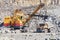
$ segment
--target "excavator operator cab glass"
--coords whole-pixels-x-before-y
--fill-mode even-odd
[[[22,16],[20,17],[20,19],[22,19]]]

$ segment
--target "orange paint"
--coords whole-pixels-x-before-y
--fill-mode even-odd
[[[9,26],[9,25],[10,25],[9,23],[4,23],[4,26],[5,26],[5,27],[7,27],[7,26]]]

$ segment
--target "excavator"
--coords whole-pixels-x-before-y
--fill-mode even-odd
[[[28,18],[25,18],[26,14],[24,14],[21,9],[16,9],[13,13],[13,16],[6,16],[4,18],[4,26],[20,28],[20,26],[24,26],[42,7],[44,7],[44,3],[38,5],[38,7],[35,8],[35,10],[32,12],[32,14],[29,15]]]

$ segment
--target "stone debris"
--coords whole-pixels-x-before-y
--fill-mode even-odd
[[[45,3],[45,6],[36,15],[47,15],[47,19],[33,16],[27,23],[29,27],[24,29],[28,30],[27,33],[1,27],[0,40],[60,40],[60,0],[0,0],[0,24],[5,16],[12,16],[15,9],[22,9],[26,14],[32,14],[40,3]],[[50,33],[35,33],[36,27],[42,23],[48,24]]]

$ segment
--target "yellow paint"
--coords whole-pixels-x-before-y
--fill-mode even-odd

» What to produce:
Your answer should be only the number of lines in the records that hold the word "paint".

» Reply:
2